ASSIGNMENT: Starting at the line below that contains "# test: mark the wild" and ending at the line that contains "Target: wild meadow", retype each line exactly as it stands, but omit the pictures.

=== GIVEN DATA ===

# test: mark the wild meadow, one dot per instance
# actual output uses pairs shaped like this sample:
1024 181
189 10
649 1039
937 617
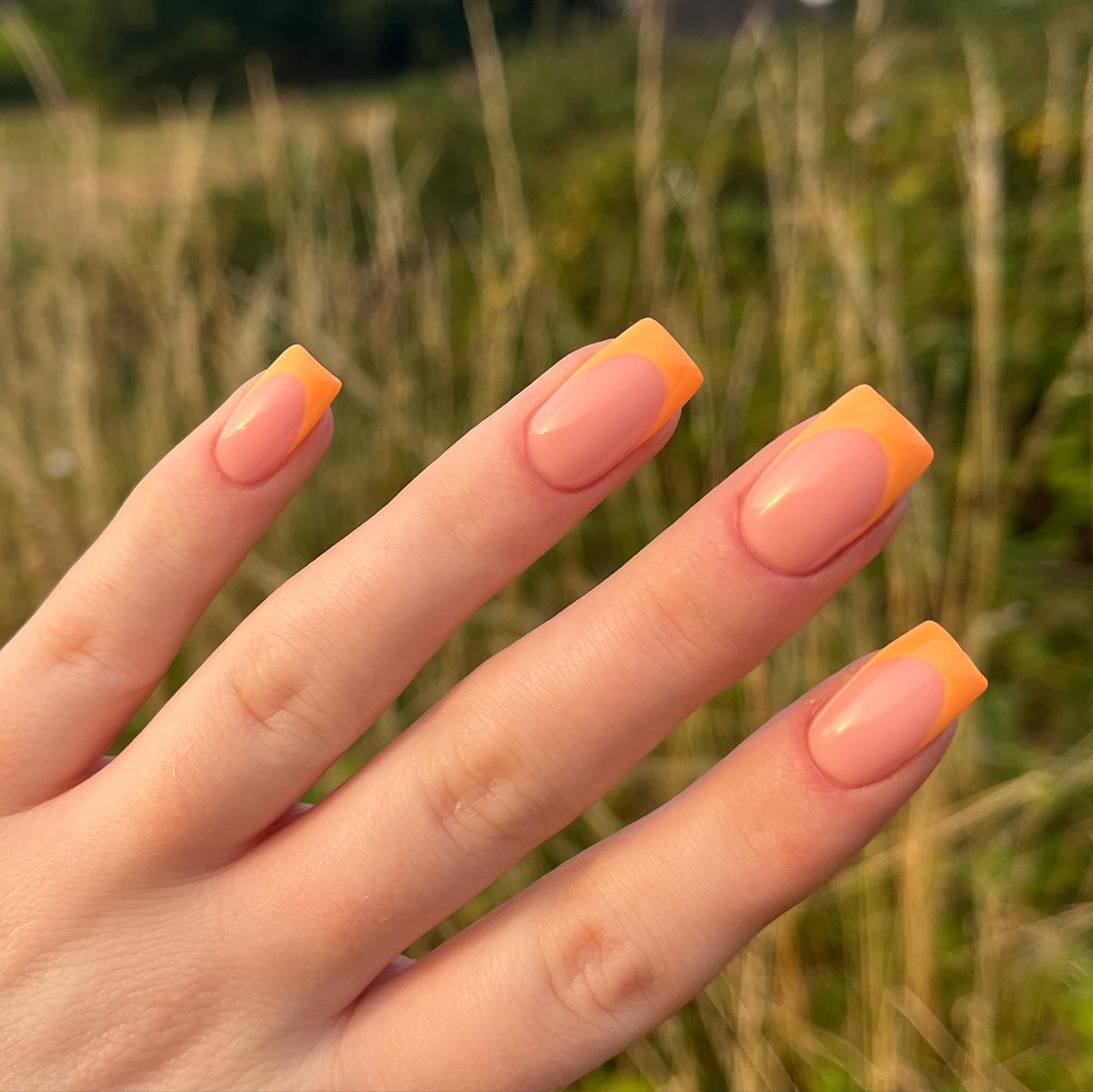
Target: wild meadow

===
=== GIVEN DATA ===

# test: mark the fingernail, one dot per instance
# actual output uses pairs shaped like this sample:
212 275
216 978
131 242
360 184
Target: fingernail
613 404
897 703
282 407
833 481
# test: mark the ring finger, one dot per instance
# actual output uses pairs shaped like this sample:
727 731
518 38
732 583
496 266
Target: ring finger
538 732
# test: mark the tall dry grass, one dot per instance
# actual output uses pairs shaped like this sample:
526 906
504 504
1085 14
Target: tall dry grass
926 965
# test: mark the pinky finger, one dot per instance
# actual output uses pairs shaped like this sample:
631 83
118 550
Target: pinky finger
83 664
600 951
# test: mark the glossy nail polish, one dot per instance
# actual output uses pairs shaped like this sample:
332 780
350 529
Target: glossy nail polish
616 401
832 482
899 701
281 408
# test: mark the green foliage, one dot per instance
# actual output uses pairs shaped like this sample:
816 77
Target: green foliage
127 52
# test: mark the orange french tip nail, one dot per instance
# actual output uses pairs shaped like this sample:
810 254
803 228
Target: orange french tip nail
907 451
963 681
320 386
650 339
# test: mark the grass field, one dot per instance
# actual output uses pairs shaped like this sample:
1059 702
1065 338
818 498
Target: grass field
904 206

===

RESPONSE TO THIS TASK:
# test: mark the wild meadow, one dot per instance
# actual output uses pairs shaped like this sample:
1024 181
189 10
649 1039
937 617
Target: wild meadow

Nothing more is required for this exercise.